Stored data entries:
····················

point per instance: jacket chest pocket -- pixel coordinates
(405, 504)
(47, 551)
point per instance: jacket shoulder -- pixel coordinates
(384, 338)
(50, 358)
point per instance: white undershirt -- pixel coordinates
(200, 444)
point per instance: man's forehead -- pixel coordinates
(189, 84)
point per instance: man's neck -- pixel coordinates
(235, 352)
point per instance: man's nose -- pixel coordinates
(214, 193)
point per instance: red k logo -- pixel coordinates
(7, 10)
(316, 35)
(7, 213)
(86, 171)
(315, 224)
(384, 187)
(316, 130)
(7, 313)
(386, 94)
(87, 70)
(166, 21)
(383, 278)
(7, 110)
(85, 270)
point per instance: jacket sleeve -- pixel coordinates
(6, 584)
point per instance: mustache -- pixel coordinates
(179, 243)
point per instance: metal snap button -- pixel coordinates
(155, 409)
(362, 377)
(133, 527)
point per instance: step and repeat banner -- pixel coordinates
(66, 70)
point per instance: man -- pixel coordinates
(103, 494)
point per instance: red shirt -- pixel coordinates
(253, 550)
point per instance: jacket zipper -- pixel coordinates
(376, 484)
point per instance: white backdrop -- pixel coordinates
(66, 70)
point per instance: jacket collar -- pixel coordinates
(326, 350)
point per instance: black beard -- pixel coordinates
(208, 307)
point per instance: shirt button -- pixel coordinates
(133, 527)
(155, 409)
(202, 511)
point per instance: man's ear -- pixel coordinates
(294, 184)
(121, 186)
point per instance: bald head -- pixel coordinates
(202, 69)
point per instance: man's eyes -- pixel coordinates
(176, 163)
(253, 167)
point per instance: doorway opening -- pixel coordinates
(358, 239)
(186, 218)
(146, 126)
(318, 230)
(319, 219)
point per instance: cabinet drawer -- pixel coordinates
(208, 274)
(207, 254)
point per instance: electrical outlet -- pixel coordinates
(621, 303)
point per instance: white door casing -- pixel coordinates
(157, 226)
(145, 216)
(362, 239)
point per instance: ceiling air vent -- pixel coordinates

····················

*Assignment*
Your answer should be the lines from the one containing "point per instance: electrical" through the last line of the records, repeated exactly and with nothing added.

*Answer box*
point per instance: electrical outlet -- pixel coordinates
(621, 303)
point per instance: white door casing -- pixel coordinates
(157, 226)
(145, 216)
(362, 239)
point per instance: ceiling air vent -- pixel coordinates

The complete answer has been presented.